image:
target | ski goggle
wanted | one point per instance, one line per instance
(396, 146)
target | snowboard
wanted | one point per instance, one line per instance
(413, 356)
***
#### [What needs to be done]
Format the material above as a JSON list of strings, with one string for each line and no blank lines.

#### [Full answer]
[
  "image:",
  "target | ski goggle",
  "wanted | one point per instance, one line per instance",
  "(396, 146)",
  "target | snowboard",
  "wanted | one point per instance, one line per instance",
  "(413, 356)"
]